The calibration equation was calculated by plotting the absorbances measured for the standards (after subtracting the absorbance measured at the working wavelength for the membrane corresponding to a blank) against the concentration of AMP. Table 1 lists the calibration parameters obtained.

Table 1

Calibration equations and precision obtained for AMP with the proposed method.

Method	Linearity, y = ax + b (n = 15)			Precision,RDS (n = 3)(%)
	a ± Sa	b ± Sb	R2
Absorbance	0.0011 ± 0.0001	−0.14 ± 0.01	0.990	9 1
				8 2
Color ImageAnalysis	0.19 ± 0.02	0.42 ± 0.08	0.993	3 1
				4 2

1 For a concentration of 250 ppm; 2 for a concentration of 500 ppm.

The precision was evaluated by processing three replicates of standard solutions containing 250 and 500 ppm of AMP, respectively. The RDS values are also listed in Table 1.

Next, the proposed method was applied to the analysis of binary mixtures of AMP and other compounds. EPH and caffeine were selected as the model of drug and diluent, respectively; they can also be considered representative of compounds reactive and non-reactive towards gold bromide. The compositions of the mixtures assayed are given in Table 2. Portions of the mixtures were diluted with the appropriate volumes of water in order to produce final concentrations of AMP of 400 ppm. Then, the solutions were processed under the proposed conditions. The percentages of AMP in the mixtures were calculated from the absorbance values measured for the membranes and the calibration equation of Table 1. The results found are summarized in Table 2. As observed, the values obtained were close to the true values, even for the sample containing an EPH to AMP percentage ratio of three.

Table 2

Results obtained for binary mixtures with the proposed method (n = 3).

Sample	Percentage of AMPin the Sample(%)	Percentage of AMP Found(%)	Er(%)
AMP + EPH	25	24 ± 4	−4
	75	76 ± 8	+1
AMP + Caffeine	25	26 ± 2	+4
	75	77 ± 4	+3

2.3. Digital Color Analysis of the Filters

The possibility of using the filters for the quantitative analysis of AMP by digital color analysis was also evaluated. The numerical red–green–blue (RGB) and cyan–magenta–yellow-key (CYMK) color systems were tested. The color coordinates were then measured using the central area of the filters. The coordinates obtained for the blank were subtracted from the values measured for the standard solutions. The best results were obtained with the blue coordinate, which provided suitable linearity and precision, as can be seen in Table 1.

Exercises -
1/ According to the AMP analysis text, which color coordinate gave the best results in the digital color analysis of the filters?
2/ Retype the stretch of the AMP analysis text from "The calibration equation was" through "calibration parameters obtained.".
The records below are separate material and are unrelated to the AMP analysis text.

Referring-expression pointing data:
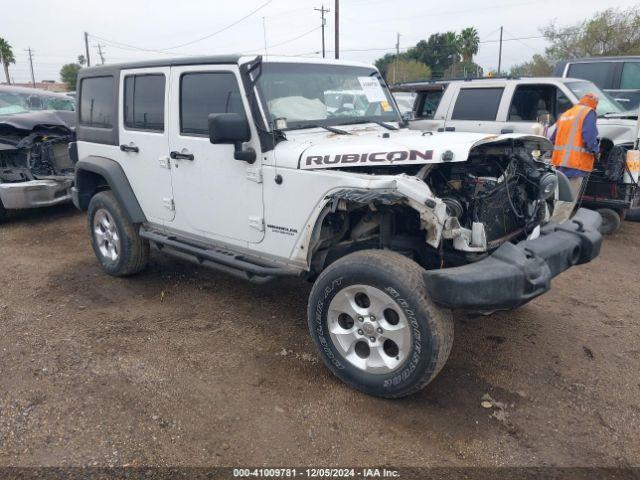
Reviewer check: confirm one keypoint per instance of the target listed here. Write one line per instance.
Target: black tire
(633, 215)
(611, 221)
(132, 254)
(401, 279)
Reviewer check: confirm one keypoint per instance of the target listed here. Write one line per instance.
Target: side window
(598, 72)
(630, 76)
(430, 102)
(477, 104)
(144, 102)
(96, 102)
(204, 93)
(529, 102)
(562, 104)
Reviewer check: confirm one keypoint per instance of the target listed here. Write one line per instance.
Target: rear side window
(599, 73)
(630, 76)
(477, 104)
(430, 102)
(96, 102)
(144, 102)
(204, 93)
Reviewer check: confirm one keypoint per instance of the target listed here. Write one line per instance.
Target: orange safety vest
(569, 150)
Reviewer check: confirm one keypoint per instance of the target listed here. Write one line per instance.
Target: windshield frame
(394, 115)
(592, 87)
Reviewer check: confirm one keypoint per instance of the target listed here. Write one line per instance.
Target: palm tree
(6, 57)
(469, 44)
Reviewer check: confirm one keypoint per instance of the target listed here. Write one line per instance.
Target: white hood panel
(313, 150)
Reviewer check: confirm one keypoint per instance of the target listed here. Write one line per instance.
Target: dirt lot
(185, 366)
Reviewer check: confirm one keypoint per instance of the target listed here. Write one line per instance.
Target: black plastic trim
(88, 174)
(516, 273)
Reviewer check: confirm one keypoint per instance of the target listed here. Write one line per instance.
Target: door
(476, 110)
(144, 140)
(216, 196)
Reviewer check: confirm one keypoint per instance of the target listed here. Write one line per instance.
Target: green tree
(538, 66)
(469, 42)
(69, 74)
(6, 57)
(464, 70)
(609, 32)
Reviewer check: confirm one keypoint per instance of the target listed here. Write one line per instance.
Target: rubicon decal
(403, 156)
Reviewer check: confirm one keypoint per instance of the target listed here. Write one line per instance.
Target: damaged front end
(35, 167)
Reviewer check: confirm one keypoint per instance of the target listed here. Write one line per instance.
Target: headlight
(547, 185)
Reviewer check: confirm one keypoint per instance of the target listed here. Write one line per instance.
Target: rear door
(144, 139)
(476, 108)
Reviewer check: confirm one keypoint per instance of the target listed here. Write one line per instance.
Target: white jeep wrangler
(239, 164)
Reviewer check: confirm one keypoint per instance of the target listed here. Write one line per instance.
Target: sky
(139, 29)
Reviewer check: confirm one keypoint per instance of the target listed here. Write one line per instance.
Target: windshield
(19, 102)
(606, 104)
(309, 95)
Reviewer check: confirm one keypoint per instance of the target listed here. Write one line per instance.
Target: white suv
(243, 165)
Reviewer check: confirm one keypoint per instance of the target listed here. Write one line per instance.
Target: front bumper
(35, 193)
(515, 274)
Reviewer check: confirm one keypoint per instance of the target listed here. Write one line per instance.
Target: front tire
(374, 326)
(115, 240)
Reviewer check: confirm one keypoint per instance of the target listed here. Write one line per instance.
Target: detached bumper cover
(35, 193)
(515, 274)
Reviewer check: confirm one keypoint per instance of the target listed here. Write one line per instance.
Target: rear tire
(611, 221)
(115, 240)
(374, 326)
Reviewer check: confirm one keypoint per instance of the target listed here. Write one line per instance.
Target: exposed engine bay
(502, 192)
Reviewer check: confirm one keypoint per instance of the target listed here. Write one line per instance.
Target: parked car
(237, 163)
(35, 167)
(514, 105)
(617, 76)
(20, 99)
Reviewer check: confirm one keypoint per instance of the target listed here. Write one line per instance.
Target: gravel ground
(185, 366)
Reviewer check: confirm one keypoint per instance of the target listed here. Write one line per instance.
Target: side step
(227, 261)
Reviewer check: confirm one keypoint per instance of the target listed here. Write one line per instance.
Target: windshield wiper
(377, 122)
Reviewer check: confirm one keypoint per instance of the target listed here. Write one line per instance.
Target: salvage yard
(186, 366)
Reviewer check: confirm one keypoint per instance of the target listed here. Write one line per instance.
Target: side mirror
(231, 128)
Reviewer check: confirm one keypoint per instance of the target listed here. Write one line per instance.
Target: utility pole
(33, 78)
(337, 27)
(324, 22)
(395, 63)
(100, 53)
(86, 48)
(500, 52)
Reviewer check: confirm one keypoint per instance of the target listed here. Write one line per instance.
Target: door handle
(181, 156)
(129, 148)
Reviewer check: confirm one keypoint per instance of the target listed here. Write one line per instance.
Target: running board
(216, 257)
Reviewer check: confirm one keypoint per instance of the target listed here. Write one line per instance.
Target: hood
(370, 147)
(45, 119)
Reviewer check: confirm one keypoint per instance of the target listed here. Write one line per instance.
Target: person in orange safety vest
(575, 140)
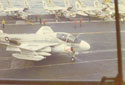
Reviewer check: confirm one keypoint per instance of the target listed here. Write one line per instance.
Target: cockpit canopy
(66, 37)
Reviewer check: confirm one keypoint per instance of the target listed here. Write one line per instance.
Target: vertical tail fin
(79, 5)
(123, 2)
(107, 1)
(9, 4)
(1, 6)
(1, 32)
(67, 3)
(26, 4)
(97, 3)
(51, 3)
(44, 4)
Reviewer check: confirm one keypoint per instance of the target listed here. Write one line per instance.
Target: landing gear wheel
(73, 59)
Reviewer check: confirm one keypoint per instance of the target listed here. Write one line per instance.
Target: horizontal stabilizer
(28, 57)
(44, 29)
(11, 48)
(44, 54)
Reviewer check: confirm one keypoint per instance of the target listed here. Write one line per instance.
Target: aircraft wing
(56, 8)
(36, 46)
(30, 51)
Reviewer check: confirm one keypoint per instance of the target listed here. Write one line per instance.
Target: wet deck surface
(99, 61)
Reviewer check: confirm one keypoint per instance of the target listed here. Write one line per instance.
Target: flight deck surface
(92, 65)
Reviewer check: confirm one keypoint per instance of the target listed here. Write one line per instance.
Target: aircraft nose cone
(84, 45)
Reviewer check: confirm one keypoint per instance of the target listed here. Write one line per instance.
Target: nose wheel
(73, 58)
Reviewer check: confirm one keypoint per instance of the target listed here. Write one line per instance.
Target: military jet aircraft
(42, 44)
(52, 8)
(85, 10)
(18, 12)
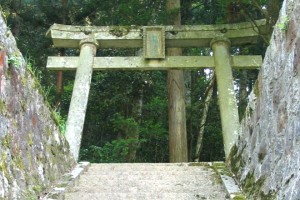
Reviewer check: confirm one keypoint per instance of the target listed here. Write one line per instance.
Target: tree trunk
(207, 99)
(177, 122)
(242, 93)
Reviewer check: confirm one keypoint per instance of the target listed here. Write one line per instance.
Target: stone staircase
(148, 181)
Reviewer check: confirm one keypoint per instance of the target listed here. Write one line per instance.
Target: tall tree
(177, 120)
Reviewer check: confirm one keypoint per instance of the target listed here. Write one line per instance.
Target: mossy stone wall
(266, 158)
(33, 153)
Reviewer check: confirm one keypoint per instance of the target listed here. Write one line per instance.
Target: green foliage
(14, 61)
(284, 22)
(60, 121)
(112, 152)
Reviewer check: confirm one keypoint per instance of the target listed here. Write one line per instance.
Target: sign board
(154, 42)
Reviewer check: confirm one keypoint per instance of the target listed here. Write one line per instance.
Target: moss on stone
(2, 107)
(19, 162)
(251, 186)
(234, 159)
(272, 195)
(256, 89)
(239, 197)
(261, 156)
(3, 166)
(120, 31)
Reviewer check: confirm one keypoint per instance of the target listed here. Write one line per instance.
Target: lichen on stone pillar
(227, 99)
(78, 105)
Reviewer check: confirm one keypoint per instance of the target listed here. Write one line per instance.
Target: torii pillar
(227, 99)
(80, 94)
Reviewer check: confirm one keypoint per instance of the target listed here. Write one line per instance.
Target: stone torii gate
(153, 40)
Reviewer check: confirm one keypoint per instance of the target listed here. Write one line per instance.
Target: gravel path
(147, 181)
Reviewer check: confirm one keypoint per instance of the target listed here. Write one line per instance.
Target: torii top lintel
(68, 36)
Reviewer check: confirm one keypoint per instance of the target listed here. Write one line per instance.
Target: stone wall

Response list -
1/ The blue coordinate gave the best results.

2/
The calibration equation was calculated by plotting the absorbances measured for the standards (after subtracting the absorbance measured at the working wavelength for the membrane corresponding to a blank) against the concentration of AMP. Table 1 lists the calibration parameters obtained.